- **Objective**: Render the records below as a two-column CSV with the header row text,answer. Give one row per record, placing its text and its answer each in a single quoted field with line breaks replaced by spaces, and omit the pictures.

****************

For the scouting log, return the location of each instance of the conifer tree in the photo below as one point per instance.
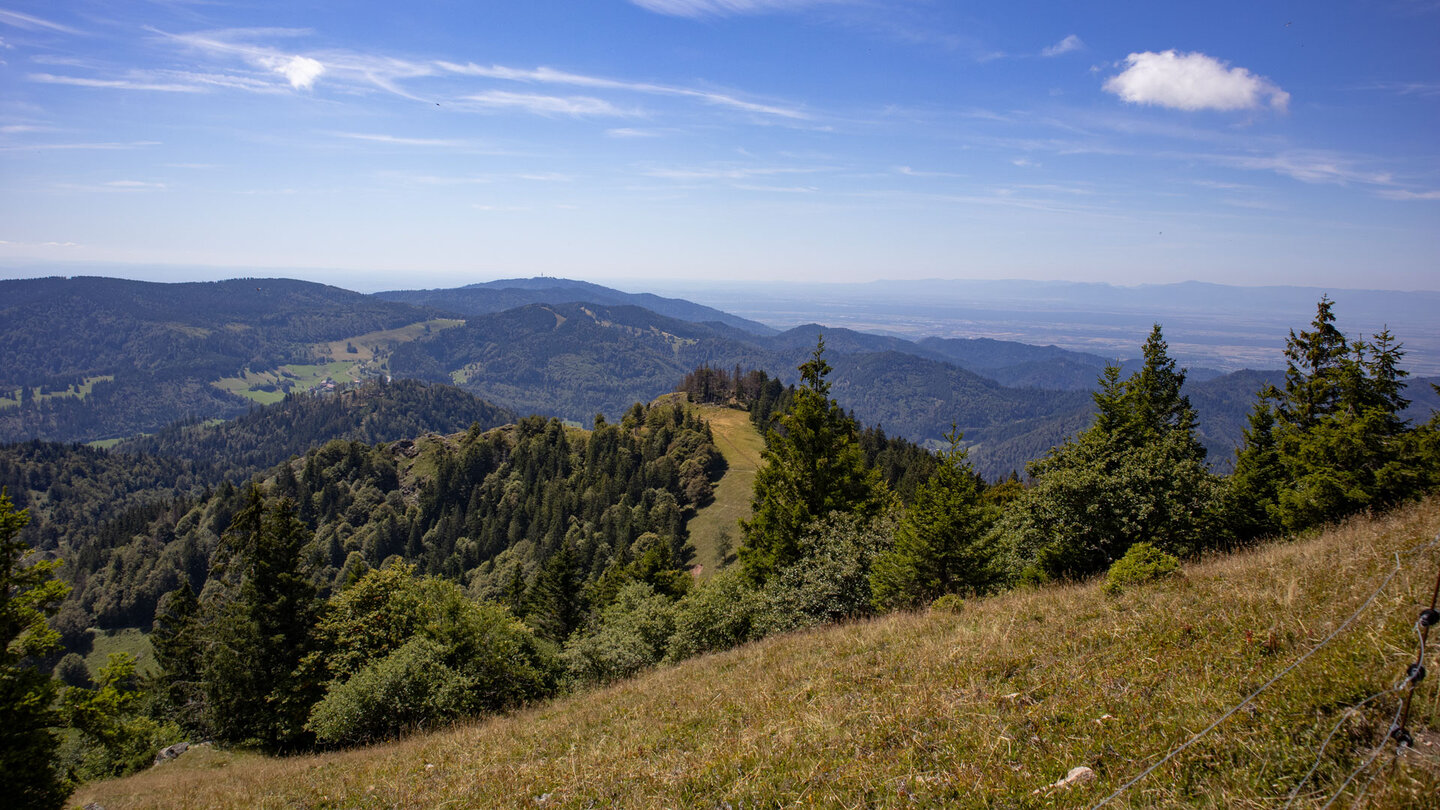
(812, 466)
(176, 640)
(29, 593)
(261, 629)
(942, 544)
(1138, 473)
(1339, 434)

****************

- **Task response**:
text,answer
"For the scouting log, return the location of each instance of the conifer tree in the photo below as one point per instance.","(812, 466) (176, 640) (29, 593) (261, 629) (942, 544) (1138, 473) (1339, 434)"